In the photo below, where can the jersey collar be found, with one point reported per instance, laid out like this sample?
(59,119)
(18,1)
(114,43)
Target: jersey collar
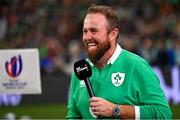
(113,58)
(115,55)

***

## Problem
Write out every line of the data above again, requests included but pictures left out, and shift each answer point by adding 65 to both of its coordinates.

## Written response
In the photo below, where can the jersey collar be found, with one point reported per instance, laid out like this sample?
(59,119)
(18,1)
(114,43)
Target: jersey collar
(178,123)
(180,120)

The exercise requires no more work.